## WHAT TO DO
Copy out again, unchanged, the line that contains "Where can the dark trouser" and every line after it down to the last line of the data.

## INFORMATION SUPPLIED
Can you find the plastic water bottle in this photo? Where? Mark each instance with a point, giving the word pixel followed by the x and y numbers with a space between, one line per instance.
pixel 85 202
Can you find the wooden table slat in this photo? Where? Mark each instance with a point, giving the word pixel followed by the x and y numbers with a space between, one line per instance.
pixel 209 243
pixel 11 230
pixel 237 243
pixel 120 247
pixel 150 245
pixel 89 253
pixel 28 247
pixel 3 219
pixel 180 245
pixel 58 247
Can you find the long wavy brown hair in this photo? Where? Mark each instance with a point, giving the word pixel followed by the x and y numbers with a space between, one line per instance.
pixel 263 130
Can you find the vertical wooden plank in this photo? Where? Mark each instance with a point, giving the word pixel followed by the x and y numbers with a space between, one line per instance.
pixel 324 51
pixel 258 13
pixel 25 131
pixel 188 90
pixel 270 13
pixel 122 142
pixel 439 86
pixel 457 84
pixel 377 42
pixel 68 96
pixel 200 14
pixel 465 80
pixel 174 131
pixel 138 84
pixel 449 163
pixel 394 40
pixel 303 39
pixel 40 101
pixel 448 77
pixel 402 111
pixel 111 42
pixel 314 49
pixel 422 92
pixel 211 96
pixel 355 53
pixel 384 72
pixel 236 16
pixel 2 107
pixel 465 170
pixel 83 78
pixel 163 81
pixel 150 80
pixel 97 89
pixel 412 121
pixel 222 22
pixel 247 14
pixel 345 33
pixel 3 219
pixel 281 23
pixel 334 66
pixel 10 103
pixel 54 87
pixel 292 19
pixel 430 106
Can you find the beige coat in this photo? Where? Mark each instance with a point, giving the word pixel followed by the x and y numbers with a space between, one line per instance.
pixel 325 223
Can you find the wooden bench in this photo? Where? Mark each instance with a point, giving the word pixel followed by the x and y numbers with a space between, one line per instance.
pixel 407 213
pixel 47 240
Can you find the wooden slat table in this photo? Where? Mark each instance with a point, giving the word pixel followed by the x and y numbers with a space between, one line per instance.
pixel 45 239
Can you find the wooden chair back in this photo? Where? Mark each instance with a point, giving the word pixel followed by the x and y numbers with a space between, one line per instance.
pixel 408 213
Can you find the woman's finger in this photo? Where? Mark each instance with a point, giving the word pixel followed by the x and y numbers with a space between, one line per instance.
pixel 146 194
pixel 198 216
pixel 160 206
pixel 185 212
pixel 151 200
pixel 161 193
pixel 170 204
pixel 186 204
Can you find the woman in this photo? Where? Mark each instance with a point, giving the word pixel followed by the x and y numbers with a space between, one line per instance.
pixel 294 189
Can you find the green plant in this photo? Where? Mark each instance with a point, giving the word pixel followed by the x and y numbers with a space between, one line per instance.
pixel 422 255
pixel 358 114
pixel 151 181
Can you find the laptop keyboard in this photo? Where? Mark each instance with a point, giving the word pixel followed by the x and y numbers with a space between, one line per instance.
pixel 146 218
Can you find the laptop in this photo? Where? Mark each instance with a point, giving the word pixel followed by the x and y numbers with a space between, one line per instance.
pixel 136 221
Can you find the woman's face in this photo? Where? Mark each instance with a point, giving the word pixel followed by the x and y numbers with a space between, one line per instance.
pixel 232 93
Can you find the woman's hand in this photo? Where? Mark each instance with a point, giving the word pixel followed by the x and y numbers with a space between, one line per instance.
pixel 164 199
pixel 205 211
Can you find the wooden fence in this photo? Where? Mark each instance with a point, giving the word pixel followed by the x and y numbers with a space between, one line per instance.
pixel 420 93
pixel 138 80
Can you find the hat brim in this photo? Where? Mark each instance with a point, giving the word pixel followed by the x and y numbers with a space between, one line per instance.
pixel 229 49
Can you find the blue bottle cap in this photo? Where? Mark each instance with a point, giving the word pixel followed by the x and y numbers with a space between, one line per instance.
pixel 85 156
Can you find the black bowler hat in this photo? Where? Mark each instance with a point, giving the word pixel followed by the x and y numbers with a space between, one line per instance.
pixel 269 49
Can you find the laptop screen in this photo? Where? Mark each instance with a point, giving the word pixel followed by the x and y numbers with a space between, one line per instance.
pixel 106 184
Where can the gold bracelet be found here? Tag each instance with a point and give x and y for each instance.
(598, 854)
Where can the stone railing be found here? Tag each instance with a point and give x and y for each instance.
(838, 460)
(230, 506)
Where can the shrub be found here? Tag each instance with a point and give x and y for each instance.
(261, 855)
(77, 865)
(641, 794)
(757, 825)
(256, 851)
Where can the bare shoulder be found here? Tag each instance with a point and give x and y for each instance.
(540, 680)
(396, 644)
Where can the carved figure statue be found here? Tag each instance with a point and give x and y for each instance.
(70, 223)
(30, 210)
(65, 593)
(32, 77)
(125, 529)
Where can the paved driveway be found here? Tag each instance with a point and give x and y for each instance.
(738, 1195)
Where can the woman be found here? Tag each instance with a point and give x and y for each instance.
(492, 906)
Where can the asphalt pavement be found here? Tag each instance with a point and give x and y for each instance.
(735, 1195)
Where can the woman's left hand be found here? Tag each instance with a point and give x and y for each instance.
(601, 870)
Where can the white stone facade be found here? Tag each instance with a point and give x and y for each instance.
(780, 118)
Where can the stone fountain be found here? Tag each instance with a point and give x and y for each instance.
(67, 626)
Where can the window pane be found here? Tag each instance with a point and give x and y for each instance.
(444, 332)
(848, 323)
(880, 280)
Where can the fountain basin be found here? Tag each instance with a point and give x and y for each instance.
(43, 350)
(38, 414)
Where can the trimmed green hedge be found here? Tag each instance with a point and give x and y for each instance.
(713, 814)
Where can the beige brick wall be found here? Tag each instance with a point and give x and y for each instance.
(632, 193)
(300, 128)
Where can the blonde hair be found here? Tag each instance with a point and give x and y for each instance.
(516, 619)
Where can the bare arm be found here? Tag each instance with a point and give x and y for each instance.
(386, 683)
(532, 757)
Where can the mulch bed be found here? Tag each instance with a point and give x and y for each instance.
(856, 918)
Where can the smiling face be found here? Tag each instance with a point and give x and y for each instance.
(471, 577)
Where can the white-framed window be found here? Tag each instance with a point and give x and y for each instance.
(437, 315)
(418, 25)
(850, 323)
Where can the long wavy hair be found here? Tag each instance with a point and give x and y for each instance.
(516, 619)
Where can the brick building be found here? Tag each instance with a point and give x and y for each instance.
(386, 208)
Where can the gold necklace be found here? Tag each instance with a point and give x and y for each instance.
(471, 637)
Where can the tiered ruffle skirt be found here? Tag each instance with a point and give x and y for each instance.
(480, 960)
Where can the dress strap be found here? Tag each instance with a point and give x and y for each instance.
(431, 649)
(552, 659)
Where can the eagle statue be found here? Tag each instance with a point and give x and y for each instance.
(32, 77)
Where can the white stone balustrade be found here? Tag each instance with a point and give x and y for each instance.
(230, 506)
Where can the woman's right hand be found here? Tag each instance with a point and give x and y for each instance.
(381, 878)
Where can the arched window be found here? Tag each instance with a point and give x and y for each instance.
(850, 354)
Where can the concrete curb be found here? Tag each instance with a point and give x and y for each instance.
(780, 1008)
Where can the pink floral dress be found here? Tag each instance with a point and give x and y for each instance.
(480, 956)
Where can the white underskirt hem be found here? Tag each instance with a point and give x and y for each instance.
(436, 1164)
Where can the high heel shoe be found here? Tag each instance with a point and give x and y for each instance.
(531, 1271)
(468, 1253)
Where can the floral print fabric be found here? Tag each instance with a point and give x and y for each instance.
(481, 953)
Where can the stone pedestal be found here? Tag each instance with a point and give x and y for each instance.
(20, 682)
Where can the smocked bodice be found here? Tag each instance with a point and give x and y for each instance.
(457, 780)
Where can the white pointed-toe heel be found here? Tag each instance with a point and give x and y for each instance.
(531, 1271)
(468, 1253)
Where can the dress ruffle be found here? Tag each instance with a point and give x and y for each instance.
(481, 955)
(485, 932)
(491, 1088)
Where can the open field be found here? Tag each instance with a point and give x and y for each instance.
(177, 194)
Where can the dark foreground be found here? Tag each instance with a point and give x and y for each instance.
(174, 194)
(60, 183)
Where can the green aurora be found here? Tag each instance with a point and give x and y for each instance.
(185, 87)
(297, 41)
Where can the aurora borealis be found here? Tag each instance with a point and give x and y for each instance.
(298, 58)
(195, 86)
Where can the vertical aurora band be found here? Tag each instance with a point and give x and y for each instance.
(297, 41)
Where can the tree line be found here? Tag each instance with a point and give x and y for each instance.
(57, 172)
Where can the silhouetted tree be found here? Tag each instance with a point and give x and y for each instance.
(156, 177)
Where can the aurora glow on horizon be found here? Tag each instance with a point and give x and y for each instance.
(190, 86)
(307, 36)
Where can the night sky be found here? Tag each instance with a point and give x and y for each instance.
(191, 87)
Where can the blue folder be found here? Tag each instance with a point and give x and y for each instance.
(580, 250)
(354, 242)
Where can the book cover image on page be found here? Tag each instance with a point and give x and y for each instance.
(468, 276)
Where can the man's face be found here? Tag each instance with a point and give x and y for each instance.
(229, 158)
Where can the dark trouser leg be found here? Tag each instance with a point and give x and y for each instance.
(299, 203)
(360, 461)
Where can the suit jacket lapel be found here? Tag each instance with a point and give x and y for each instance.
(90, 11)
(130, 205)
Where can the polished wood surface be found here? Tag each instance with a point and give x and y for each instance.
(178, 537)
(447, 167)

## EXERCISE RESULT
Where can the dark trouser leg be found here? Tag each instance with a point and give x and y for each instance.
(299, 203)
(360, 461)
Where can the suit jacket lapel be found here? Tag each instance with a point and give x and y for each instance.
(90, 11)
(130, 205)
Where can the polished wood surface be found here? Tag each instance with a point and give x and y for each instance.
(178, 537)
(447, 167)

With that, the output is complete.